**DATA FOR THIS TASK:**
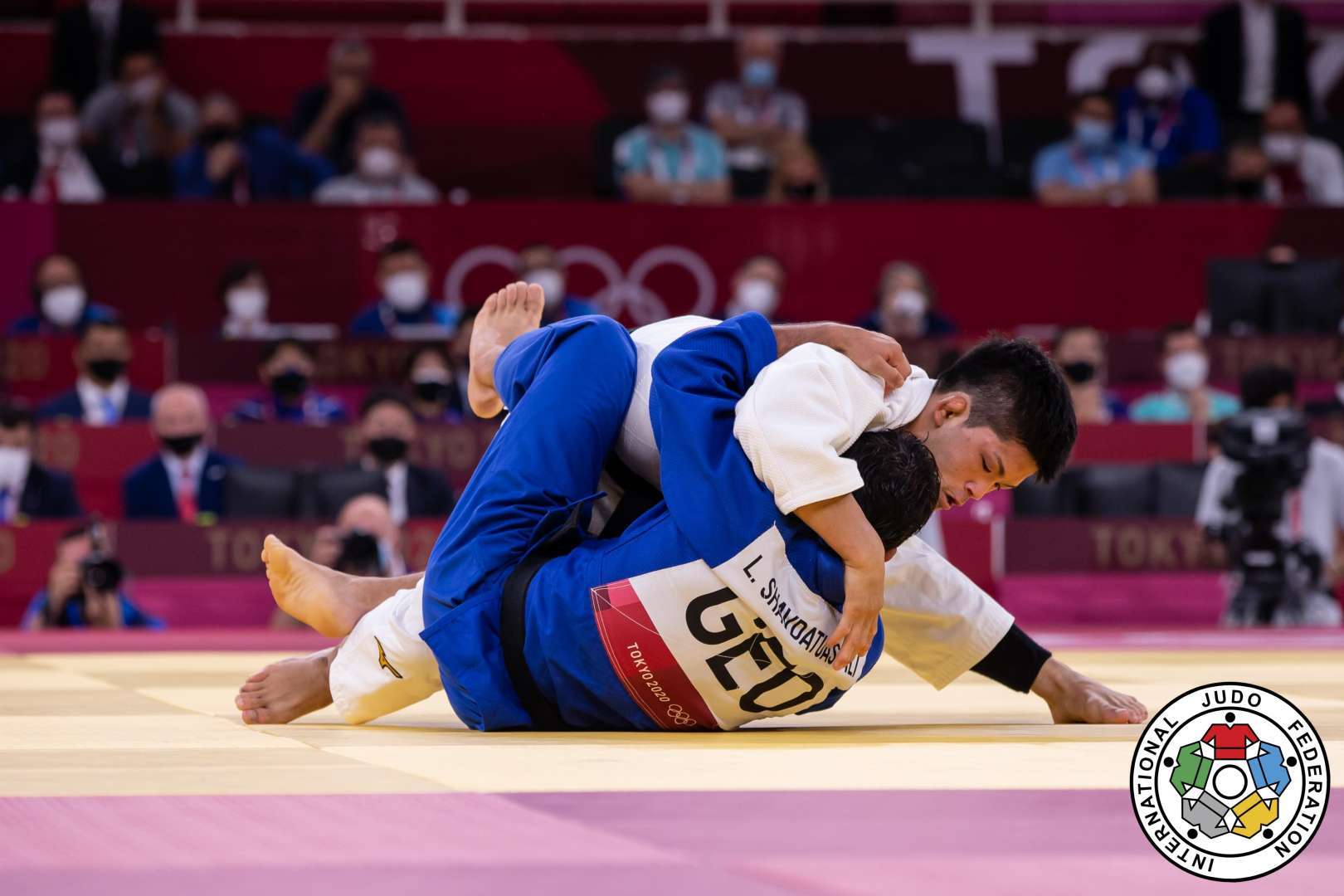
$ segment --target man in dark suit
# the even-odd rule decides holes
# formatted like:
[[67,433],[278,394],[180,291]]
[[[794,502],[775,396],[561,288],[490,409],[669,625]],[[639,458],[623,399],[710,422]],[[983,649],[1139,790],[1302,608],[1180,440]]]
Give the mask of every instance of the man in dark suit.
[[83,514],[75,484],[32,459],[32,411],[0,404],[0,525]]
[[155,392],[151,427],[163,450],[121,484],[129,520],[211,523],[223,509],[224,474],[237,463],[210,449],[210,404],[196,386]]
[[402,525],[410,517],[442,520],[453,509],[453,486],[438,470],[406,461],[415,443],[415,411],[401,392],[371,392],[359,408],[359,435],[363,451],[356,463],[378,470],[387,484],[387,504],[392,521]]
[[1258,118],[1277,97],[1310,114],[1306,19],[1273,0],[1214,9],[1204,17],[1199,82],[1228,118]]
[[39,420],[69,419],[86,426],[148,420],[149,396],[130,388],[130,334],[121,321],[90,321],[75,347],[75,387],[38,407]]
[[56,16],[51,35],[51,83],[82,105],[117,77],[132,52],[159,52],[155,13],[121,0],[86,0]]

**GOAL:** Copy out everything from the beginning of the items down to and including the line containing "[[83,514],[75,484],[32,459],[32,411],[0,404],[0,525]]", keeping every character the same. Leave out the picture.

**FINAL ANSWER:**
$ segment --target man in dark suit
# the even-odd rule decides holes
# formatted like:
[[67,433],[278,394],[180,291]]
[[[794,502],[775,396],[561,288],[490,409],[669,625]],[[639,458],[623,399],[710,422]],[[983,649],[1139,790],[1302,608],[1180,440]]]
Give the mask of every instance of the man in dark suit.
[[83,514],[75,484],[32,459],[32,411],[0,404],[0,525]]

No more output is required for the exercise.